• [Tarefa pedida 1] Imprima sem nenhuma mudança a parte do texto sobre a Lei da Ficha Limpa que começa em "Não há razão" e termina em "candidatura de alguém.".
• [Tarefa pedida 2] No texto sobre a Lei da Ficha Limpa, logo depois de "EMENTA: -", há termos em letras maiúsculas separados por ponto. Liste todos eles.
• [Tarefa pedida 3] Escreva a parte seguinte do texto sobre a Lei da Ficha Limpa, começando depois da última frase mostrada.

• [Trecho do documento]
========================================================================

Não há razão para qualquer dúvida quanto à aplicabilidade da Lei da Ficha Limpa a pessoas que, no passado, praticaram atos por ela reputados como suficiente para implicar em inelegibilidade.
Não se trata de retroação. Uma pessoa que foi condenada permanece nesse estado até que finalmente se livre de todas as conseqüências jurídicas dessa situação. Uma decisão condenatória proferida por um órgão colegiado pode, com base no art. 1°, I, e, da Lei da Ficha Limpa, impedir a candidatura de alguém.
Se isso ocorre, é porque até o momento do registro da candidatura o pretendente a candidato não conseguiu se livrar do seu incômodo status jurídico. Por isso ele incide no critério de inelegibilidade. Não se trata de retroação, mas da subsunção de um estado jurídico a uma regra de afastamento da inelegibilidade.
Sabemos que é usual, na redação de hipóteses de inelegibilidade, que se empregue o verbo no futuro do subjuntivo. Basta ver que a própria Lei de Inelegibilidades (LI), alterada pela iniciativa popular, já utilizava esse tempo de conjugação.
Exemplo disso é o texto atual do art. 1º, I, g, da LI. Segundo o dispositivo, “são inelegíveis os que tiverem suas contas relativas ao exercício de cargos ou funções públicas rejeitadas (...)”.
Essa redação estimulou candidatos a, logo após a edição da referida lei, questionarem a aplicação do dispositivo a casos pretéritos. Resultado disso foi a sedimentação da jurisprudência no âmbito do Supremo Tribunal Federal no sentido de que, as hipóteses de inelegibilidade abarcam, sim, fatos ocorridos no passado.
Vejam o que decidiu o STF:
EMENTA: - CONSTITUCIONAL. ELEITORAL. INELEGIBILIDADE. CONTAS DO ADMINISTRADOR PÚBLICO: REJEIÇÃO. Lei Complementar nº 64, de 1990, art. 1º, I, "g".
(...)
II. - Inelegibilidade não constitui pena. Possibilidade, portanto, de aplicação da lei de inelegibilidade, Lei Compl. nº 64/90, a fatos ocorridos anteriormente a sua vigência (MS nº 22087-2, Rel.: Min. Carlos Velloso).

========================================================================

• [Registros fornecidos]
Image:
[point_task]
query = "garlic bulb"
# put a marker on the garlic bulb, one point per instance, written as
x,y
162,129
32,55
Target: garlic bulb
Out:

========================================================================

• [Resposta do exercício 1]
Não há razão para qualquer dúvida quanto à aplicabilidade da Lei da Ficha Limpa a pessoas que, no passado, praticaram atos por ela reputados como suficiente para implicar em inelegibilidade.
Não se trata de retroação. Uma pessoa que foi condenada permanece nesse estado até que finalmente se livre de todas as conseqüências jurídicas dessa situação. Uma decisão condenatória proferida por um órgão colegiado pode, com base no art. 1°, I, e, da Lei da Ficha Limpa, impedir a candidatura de alguém.

• [Resposta do exercício 2]
CONSTITUCIONAL
ELEITORAL
INELEGIBILIDADE
CONTAS DO ADMINISTRADOR PÚBLICO: REJEIÇÃO

• [Resposta do exercício 3]
Como se vê, basta que o Supremo Tribunal Federal siga aplicando a sua jurisprudência sobre o tema para que a Ficha Limpa deite seu impacto sobre os que já se amoldam aos perfis repelidos pela inovação legislativa de origem popular.
Não se trata de uma eficácia retroativa, o que só ocorreria se a nova lei permitisse a desconstituição de mandatos obtidos na vigência da lei anterior. O que ocorre é apenas a aplicação de novos critérios de inelegibilidade, sempre baseados na confrontação entre circunstâncias fáticas e o conteúdo da lei.
Quando a Constituição vedou a sucessão por cônjuges e parentes, certamente não se imaginou permitir que aqueles que já estavam nessa condição antes da edição da norma pudessem participar do pleito.
Não se trata, como já se afirmou, de uma retroação do comando normativo, mas da aplicação dos seus efeitos a partir da edição da norma, confrontando-a com eventos passados.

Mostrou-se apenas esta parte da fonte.